§ SOURCE PASSAGE:
◇ ◇ ◇ ◇

Genesis 39:19 Parallel Verses [⇓ See commentary ⇓]

Genesis 39:19, NIV: When his master heard the story his wife told him, saying, 'This is how your slave treated me,' he burned with anger.

Genesis 39:19, ESV: As soon as his master heard the words that his wife spoke to him, “This is the way your servant treated me,” his anger was kindled.

Genesis 39:19, KJV: And it came to pass, when his master heard the words of his wife, which she spake unto him, saying, After this manner did thy servant to me; that his wrath was kindled.

Genesis 39:19, NASB: Now when his master heard the words of his wife which she spoke to him, saying, 'This is what your slave did to me,' his anger burned.

Genesis 39:19, NLT: Potiphar was furious when he heard his wife's story about how Joseph had treated her.

◇ ◇ ◇ ◇

§ ENTRIES PROVIDED:
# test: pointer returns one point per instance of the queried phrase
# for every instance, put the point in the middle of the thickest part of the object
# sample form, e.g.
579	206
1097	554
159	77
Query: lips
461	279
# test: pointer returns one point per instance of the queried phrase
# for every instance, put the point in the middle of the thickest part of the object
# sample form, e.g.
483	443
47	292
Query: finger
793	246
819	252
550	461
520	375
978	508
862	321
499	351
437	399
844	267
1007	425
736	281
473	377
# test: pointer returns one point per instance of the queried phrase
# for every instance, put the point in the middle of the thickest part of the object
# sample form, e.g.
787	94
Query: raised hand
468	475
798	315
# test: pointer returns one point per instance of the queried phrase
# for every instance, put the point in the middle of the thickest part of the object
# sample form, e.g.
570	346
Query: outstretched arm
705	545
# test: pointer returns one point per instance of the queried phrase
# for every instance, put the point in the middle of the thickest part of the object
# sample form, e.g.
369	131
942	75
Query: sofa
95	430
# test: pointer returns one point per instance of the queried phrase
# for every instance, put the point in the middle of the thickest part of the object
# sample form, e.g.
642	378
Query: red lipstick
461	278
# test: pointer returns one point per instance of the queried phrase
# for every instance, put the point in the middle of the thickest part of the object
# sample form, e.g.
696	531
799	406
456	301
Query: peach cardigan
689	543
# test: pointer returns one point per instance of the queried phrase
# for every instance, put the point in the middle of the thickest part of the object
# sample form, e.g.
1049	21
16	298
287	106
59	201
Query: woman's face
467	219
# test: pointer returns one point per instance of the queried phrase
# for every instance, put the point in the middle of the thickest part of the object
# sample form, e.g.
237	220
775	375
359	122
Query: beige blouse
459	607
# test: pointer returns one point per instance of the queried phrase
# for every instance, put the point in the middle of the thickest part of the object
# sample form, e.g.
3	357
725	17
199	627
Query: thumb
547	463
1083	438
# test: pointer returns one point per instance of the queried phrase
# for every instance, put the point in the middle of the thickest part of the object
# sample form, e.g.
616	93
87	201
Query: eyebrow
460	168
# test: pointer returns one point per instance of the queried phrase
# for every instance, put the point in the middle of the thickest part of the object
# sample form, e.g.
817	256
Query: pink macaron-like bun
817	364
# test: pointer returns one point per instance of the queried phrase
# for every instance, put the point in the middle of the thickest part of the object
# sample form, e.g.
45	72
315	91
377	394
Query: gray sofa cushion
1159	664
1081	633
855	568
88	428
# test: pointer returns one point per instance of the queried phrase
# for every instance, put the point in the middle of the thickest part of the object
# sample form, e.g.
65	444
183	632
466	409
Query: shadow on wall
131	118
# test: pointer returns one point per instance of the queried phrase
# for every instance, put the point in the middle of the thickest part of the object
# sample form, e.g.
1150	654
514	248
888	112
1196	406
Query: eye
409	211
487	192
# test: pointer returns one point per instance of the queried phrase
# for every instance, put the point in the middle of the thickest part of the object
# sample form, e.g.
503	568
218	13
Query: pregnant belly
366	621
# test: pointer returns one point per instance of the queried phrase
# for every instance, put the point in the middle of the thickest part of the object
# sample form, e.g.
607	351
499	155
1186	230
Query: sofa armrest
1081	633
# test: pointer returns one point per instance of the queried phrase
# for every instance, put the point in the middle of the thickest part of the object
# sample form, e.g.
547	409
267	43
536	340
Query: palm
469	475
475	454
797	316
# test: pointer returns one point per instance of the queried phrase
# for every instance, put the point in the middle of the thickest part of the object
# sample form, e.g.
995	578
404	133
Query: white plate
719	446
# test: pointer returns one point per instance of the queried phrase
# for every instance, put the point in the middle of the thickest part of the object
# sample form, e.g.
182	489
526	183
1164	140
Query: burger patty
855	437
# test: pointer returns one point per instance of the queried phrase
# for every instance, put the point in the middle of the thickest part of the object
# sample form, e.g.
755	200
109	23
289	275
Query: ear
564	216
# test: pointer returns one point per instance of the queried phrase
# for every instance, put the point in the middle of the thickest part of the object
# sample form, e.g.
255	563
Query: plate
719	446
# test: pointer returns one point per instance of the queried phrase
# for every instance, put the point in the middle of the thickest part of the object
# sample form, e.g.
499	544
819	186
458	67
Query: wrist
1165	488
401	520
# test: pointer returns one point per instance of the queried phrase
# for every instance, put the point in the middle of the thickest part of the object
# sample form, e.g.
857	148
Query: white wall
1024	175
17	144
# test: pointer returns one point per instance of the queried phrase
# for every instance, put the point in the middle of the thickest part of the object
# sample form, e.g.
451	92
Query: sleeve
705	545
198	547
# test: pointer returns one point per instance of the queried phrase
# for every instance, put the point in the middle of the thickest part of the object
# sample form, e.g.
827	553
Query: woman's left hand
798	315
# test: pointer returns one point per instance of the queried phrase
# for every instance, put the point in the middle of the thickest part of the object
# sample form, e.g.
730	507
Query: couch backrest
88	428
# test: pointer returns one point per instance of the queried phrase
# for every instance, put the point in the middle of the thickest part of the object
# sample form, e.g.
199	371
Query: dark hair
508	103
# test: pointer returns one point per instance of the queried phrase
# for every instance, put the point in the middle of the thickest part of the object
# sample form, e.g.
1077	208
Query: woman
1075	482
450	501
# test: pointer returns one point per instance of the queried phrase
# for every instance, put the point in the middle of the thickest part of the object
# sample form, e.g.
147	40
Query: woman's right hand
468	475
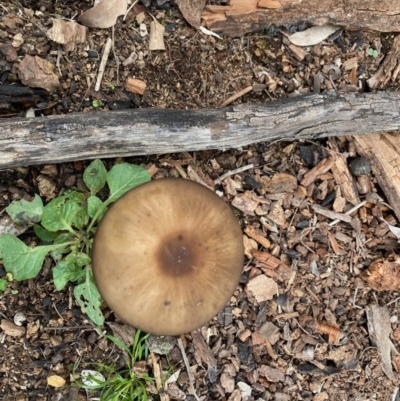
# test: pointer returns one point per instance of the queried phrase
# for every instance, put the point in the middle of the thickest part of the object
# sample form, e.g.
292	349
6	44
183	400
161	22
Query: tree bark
92	135
241	16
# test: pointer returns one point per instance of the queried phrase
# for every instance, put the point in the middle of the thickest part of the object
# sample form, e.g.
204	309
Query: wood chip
383	274
12	329
280	183
135	85
389	69
36	72
379	328
262	288
55	381
67	33
236	96
383	152
272	375
269	262
246	202
345	180
257	235
331	214
156	41
321	168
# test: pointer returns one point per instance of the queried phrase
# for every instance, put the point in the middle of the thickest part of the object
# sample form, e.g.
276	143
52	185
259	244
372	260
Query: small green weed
67	225
372	52
127	384
97	103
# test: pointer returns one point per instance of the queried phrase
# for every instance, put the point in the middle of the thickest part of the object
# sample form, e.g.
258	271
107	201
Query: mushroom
167	256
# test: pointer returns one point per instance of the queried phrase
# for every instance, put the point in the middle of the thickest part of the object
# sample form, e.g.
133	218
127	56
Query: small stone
360	166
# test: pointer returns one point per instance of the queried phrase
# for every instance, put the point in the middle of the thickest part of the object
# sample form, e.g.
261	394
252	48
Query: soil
313	338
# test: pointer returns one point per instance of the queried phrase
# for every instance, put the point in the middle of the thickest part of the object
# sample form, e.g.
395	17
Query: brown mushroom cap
167	256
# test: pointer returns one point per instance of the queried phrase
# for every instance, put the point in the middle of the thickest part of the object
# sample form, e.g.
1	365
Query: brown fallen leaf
383	274
156	41
104	14
135	85
55	381
191	11
38	73
11	329
67	33
262	288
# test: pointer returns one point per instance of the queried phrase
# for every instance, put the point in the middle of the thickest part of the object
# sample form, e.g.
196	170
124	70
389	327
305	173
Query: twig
190	374
354	299
69	327
157	375
129	9
103	62
233	172
237	95
361	204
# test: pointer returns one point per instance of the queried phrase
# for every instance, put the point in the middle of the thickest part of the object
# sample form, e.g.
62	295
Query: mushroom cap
167	256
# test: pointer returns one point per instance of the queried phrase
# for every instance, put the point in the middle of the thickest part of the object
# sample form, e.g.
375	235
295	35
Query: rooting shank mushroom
167	256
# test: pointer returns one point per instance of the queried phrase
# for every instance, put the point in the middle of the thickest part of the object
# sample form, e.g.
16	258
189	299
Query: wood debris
262	288
240	17
390	68
104	13
383	274
135	86
38	73
67	33
379	328
382	151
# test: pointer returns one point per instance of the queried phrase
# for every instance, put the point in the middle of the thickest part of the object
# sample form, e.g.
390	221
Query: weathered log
159	131
241	16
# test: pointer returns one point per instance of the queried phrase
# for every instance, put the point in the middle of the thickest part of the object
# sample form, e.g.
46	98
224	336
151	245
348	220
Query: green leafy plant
129	384
97	103
372	52
67	225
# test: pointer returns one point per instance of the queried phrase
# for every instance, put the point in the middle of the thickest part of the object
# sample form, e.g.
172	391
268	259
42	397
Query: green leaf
95	176
88	298
20	260
43	234
123	177
94	204
57	217
70	269
24	212
120	344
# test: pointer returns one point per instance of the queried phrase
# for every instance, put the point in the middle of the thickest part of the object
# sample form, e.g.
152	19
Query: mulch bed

◇ ◇ ◇ ◇

§ WORK REQUEST: Quote the Genesis 39:19 parallel verses in full, word for word. The items aren't needed for this.

§ RESPONSE BOX:
Genesis 39:19 Parallel Verses [⇓ See commentary ⇓]

Genesis 39:19, NIV: When his master heard the story his wife told him, saying, 'This is how your slave treated me,' he burned with anger.

Genesis 39:19, ESV: As soon as his master heard the words that his wife spoke to him, “This is the way your servant treated me,” his anger was kindled.

Genesis 39:19, KJV: And it came to pass, when his master heard the words of his wife, which she spake unto him, saying, After this manner did thy servant to me; that his wrath was kindled.

Genesis 39:19, NASB: Now when his master heard the words of his wife which she spoke to him, saying, 'This is what your slave did to me,' his anger burned.

Genesis 39:19, NLT: Potiphar was furious when he heard his wife's story about how Joseph had treated her.